=== PROMPT ===
Working from the entries that follow, retype each one without any alteration.

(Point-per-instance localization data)
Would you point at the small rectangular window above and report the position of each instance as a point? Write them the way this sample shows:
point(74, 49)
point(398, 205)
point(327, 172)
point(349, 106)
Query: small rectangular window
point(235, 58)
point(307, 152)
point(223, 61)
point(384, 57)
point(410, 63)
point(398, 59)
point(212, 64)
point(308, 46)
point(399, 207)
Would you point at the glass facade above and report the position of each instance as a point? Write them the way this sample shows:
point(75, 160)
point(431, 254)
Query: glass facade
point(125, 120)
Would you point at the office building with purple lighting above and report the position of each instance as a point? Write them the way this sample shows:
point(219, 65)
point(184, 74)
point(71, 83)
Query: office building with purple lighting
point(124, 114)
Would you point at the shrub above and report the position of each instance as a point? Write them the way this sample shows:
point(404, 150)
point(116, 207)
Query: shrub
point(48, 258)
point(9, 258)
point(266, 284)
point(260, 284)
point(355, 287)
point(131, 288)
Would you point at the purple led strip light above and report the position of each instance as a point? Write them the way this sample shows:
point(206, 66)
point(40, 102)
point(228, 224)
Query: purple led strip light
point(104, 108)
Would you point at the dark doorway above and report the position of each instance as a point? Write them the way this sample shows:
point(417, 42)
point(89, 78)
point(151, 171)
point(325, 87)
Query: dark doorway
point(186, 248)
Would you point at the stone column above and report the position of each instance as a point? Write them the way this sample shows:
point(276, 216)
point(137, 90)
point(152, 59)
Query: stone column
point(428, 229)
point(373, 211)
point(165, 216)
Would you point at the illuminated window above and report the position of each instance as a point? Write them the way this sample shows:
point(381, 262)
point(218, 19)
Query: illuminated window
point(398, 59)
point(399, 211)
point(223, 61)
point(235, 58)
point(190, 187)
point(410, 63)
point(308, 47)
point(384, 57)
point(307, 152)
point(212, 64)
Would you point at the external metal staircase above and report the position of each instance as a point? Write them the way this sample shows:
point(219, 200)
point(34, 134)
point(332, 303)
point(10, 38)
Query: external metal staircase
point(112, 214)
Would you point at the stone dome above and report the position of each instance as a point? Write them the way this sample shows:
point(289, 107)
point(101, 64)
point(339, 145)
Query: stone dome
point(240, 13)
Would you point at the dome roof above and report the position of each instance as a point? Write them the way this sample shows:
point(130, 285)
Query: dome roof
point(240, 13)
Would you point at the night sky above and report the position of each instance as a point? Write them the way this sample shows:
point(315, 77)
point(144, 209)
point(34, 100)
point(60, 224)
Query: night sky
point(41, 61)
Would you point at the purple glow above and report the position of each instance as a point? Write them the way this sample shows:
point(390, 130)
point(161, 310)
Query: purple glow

=== EXERCISE ANSWER ===
Would you point at the small rectangular window above and report the position of each instance as a point? Write them the way this sample shows:
point(74, 49)
point(398, 205)
point(327, 172)
point(349, 106)
Query: small rectangular window
point(235, 58)
point(307, 152)
point(223, 61)
point(384, 57)
point(410, 63)
point(398, 59)
point(212, 64)
point(308, 46)
point(399, 207)
Would you point at the glass facade above and report the position of each instance as a point? Write them the way this sample shows:
point(75, 160)
point(431, 254)
Query: glass facade
point(125, 120)
Would you point at the office building with purple lighting above and report the position of each instance as a point? Write them the way this sample shows:
point(219, 65)
point(184, 74)
point(71, 83)
Query: office building with purple lighting
point(124, 114)
Would you point at the shrub above and report the position of each instance as a point? Write them the way this sample shows:
point(404, 150)
point(116, 207)
Query: shrub
point(48, 258)
point(9, 258)
point(266, 284)
point(260, 284)
point(355, 287)
point(131, 288)
Would you point at the purple led strip light above and report the position of each instance as a point? Write them the way this sample shows:
point(206, 66)
point(40, 102)
point(228, 224)
Query: purple led strip light
point(104, 108)
Would you point at the dark doorway above and report the position of each instance as a point? Write them the way this sample shows:
point(417, 42)
point(89, 78)
point(151, 171)
point(325, 87)
Query: dark doorway
point(186, 248)
Would you point at the stone column above and report the position of each instance as a point? Write them the way this sample shows:
point(276, 216)
point(137, 90)
point(152, 59)
Query: stone column
point(428, 229)
point(373, 211)
point(165, 216)
Would you point at the illuminated window above and report the position of each instance as a point? Write them the way this sample shows:
point(381, 262)
point(218, 19)
Query: illuminated window
point(398, 59)
point(399, 211)
point(223, 61)
point(235, 58)
point(190, 187)
point(410, 63)
point(308, 47)
point(384, 57)
point(307, 152)
point(212, 64)
Would you point at the external metal staircase above and report the position of each instance as a point? Write them the way this sample shows:
point(219, 200)
point(34, 134)
point(332, 303)
point(10, 38)
Query: external metal staircase
point(112, 214)
Would you point at the stone dome above and report the position of each instance as a point? Write them the way this sample shows:
point(289, 107)
point(101, 64)
point(339, 145)
Query: stone dome
point(240, 13)
Would you point at the dome roof above and report the position of each instance as a point? Write them the way this sample shows:
point(130, 285)
Query: dome roof
point(240, 13)
Would you point at the night sky above and report the position of each instance as a point? Write them the way this sample shows:
point(315, 77)
point(144, 209)
point(34, 100)
point(60, 224)
Query: night sky
point(41, 61)
Would you point at the purple glow above and report the position of each instance as a point? Write them the way this sample shows:
point(390, 130)
point(161, 310)
Query: purple glow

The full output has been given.